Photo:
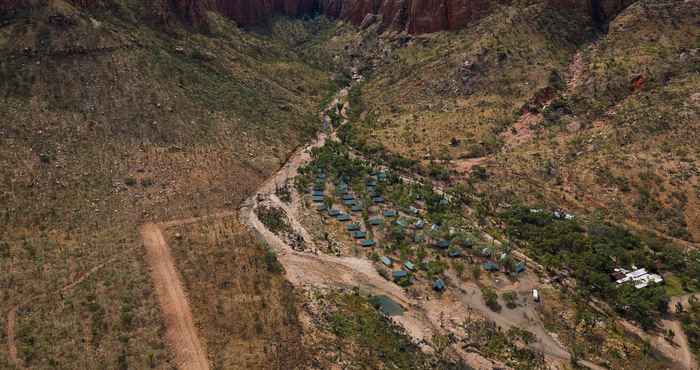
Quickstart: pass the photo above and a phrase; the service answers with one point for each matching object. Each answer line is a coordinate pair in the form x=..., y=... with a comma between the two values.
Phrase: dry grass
x=244, y=308
x=111, y=122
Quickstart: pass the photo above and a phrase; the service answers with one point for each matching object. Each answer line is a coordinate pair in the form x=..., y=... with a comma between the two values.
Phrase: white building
x=640, y=277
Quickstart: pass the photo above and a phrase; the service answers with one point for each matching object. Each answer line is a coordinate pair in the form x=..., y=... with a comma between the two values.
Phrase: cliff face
x=414, y=16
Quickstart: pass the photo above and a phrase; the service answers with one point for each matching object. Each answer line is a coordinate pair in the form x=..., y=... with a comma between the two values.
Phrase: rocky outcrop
x=413, y=16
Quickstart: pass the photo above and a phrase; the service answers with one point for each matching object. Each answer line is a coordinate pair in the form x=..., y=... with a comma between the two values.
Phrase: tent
x=439, y=285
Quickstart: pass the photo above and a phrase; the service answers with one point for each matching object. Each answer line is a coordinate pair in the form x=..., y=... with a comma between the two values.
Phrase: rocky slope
x=413, y=16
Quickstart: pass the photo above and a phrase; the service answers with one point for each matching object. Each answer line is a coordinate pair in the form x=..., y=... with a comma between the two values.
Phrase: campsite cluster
x=407, y=229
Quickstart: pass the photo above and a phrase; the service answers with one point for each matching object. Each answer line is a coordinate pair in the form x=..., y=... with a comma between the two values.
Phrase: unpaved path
x=11, y=344
x=12, y=313
x=180, y=330
x=423, y=318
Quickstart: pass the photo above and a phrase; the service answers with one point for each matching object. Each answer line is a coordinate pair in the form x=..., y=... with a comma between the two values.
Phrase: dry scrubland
x=109, y=120
x=244, y=308
x=619, y=126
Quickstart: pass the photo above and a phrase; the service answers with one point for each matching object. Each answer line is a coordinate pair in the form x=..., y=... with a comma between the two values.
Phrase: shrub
x=490, y=298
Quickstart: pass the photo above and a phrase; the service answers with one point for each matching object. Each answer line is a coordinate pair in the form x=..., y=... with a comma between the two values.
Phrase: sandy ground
x=422, y=318
x=180, y=330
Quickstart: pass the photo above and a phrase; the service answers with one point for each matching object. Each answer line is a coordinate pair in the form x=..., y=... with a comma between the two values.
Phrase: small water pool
x=387, y=305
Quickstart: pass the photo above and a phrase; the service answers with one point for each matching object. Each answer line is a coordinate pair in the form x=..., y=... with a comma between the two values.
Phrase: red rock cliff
x=414, y=16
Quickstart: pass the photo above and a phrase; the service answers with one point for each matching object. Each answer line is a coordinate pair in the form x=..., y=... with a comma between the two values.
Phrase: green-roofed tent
x=443, y=244
x=399, y=274
x=359, y=234
x=454, y=253
x=367, y=242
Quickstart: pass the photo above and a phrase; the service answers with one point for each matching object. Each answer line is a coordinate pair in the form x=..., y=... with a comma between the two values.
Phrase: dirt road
x=422, y=318
x=180, y=330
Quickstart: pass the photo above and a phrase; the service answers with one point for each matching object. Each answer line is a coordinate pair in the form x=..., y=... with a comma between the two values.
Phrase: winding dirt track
x=180, y=330
x=12, y=313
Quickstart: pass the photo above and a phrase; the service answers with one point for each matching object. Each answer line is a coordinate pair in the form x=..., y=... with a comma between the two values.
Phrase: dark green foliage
x=274, y=219
x=592, y=252
x=379, y=343
x=691, y=324
x=491, y=298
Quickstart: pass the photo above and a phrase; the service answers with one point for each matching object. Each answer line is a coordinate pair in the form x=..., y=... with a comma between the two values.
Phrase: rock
x=369, y=20
x=573, y=126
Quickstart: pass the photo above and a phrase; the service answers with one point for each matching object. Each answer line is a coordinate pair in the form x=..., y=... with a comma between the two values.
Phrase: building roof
x=640, y=277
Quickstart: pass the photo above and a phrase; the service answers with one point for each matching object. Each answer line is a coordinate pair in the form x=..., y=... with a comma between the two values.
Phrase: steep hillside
x=109, y=118
x=550, y=109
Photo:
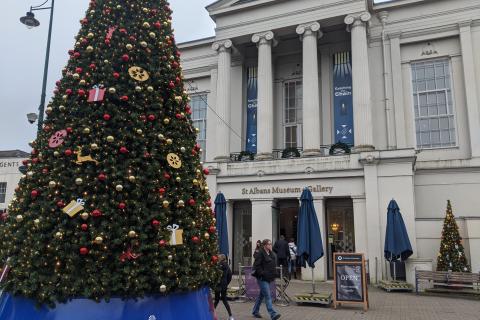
————
What you should do: Word for word, return the records shown above without their pictures.

Written reply:
Photo:
Quickstart: pass the photo above and a phrase; the service answers with one point for each matching object. Each answer line is a coordinate pair in the form x=..., y=... with a comma between the two values.
Phrase: dry grass
x=244, y=308
x=111, y=122
Quickstart: pass the photo above and a phrase; the service answers with one point for each matching object. Each answer line is a coordinate pair in the form x=..., y=... with a comma between the two values.
Phrase: white building
x=640, y=277
Quickstart: pass the photo above and a phrase; the service answers with one point for each matching object. Each answer line is a coordinate pair in the form x=..., y=... with a comma between the two values.
Phrase: cliff face
x=414, y=16
Quickstart: pass the photo above and a phrase; the service answers with one point for each matching object. Each answer line is a coordinate pair in the form x=..., y=... with a comma between the two values.
Phrase: rocky outcrop
x=413, y=16
Quickstart: pass the photo above and a phrase; the service answers with one point for each matching object. Each answer line is a coordinate pair in the form x=..., y=... with a comma between the two values.
Phrase: tent
x=439, y=285
Quickstart: pass the photo above and a phrase; the service answers with one point for each matching object. Each answer line is a coordinate pair in the form x=..., y=... with a comma between the two values.
Phrase: rocky slope
x=413, y=16
Quickstart: pass the photo above and a phrase; the service answers with one point for each matching object. Each answer line is a coordinate pair in the form x=..., y=... with a comma between the two values.
Phrase: campsite cluster
x=407, y=229
Quickstart: pass the photo above and a phrase; the service answers with one point for each matching object. Each answer line is a coordinate pair in the form x=..., y=... with a comma between the two values.
Phrase: unpaved path
x=11, y=344
x=12, y=313
x=180, y=330
x=423, y=318
Quickstart: pass the photo above and a phrase; the service answers with one point for each matching object. Each answer line is a coordinate pair in the form x=..., y=... with a comma between the two values.
Phrase: dry scrubland
x=109, y=120
x=244, y=308
x=619, y=126
Quickstart: pass the photo above and a phrase; the service answers with one point for each matching object. Each answer line is a coordinate pair in the form x=..., y=... with a comma between the two values.
Phrase: shrub
x=490, y=298
Quickstart: pass the photo above and a phrase; the service answers with one point for each matching object. Each answer line is a coordinate pair in the form x=..., y=... with a comma between the two values.
Phrase: sandy ground
x=422, y=318
x=180, y=330
Quickstart: pass the photo above and a phrase; the service answers with one point for each matching object. Each answer line is a coordinate pair in the form x=..., y=... with a comma between the two values.
Phrase: small water pool
x=387, y=305
Quickstart: pass the photo above and a phrase; the service answers with one point for each matching object. Each answer line is a coordinate pair in the form x=..., y=... with a comma between the two values.
Phrase: red rock cliff
x=414, y=16
Quickstart: pass the photo above and a phrase; the service answers with one point for each matching object. Each answer line is a coordinate pair in the form x=..., y=... with a comma between the two values.
Phrase: green-roofed tent
x=443, y=244
x=399, y=274
x=359, y=234
x=454, y=253
x=367, y=242
Quickstart: pass the photo above and a phrase; the service answers with one point for each matching object. Each answer line is a coordinate pair in the form x=..., y=... with a comma between the two values.
Phrase: dirt road
x=422, y=318
x=180, y=330
Quickstart: pass the photo above and a phrase; the service answers with one point for each matching object. Each answer line is a coordinate pair in the form x=..., y=... with a comma between the two values.
Phrase: winding dirt track
x=180, y=330
x=12, y=313
Quickstart: pass the photo above and a phrase; the service answers with one point for each matching object. Each answer line is a coordinate pair in the form x=..., y=... with a comma between the two values.
Phrase: dark green foliage
x=274, y=219
x=592, y=252
x=379, y=343
x=691, y=324
x=491, y=298
Quickstart: pass the photo above and a phrase; the service answers with one point for each matching object. Each answer line is a coordinate pair in the form x=..., y=... with a comma between the two values.
Phrase: rock
x=369, y=20
x=573, y=126
Quickstart: pass the photo above and a phrase; the service answers with one point for each matching object. Each answer line is a coordinate pair in the form x=..., y=... with a comma between the two values.
Phrase: building roof
x=640, y=277
Quickstart: pass the photo above and a phrase; the service answers with one point for each matching object. Each answer line is a coordinate pair in the form x=..., y=... with a comma between the two values.
Phrase: steep hillside
x=109, y=118
x=550, y=109
Photo:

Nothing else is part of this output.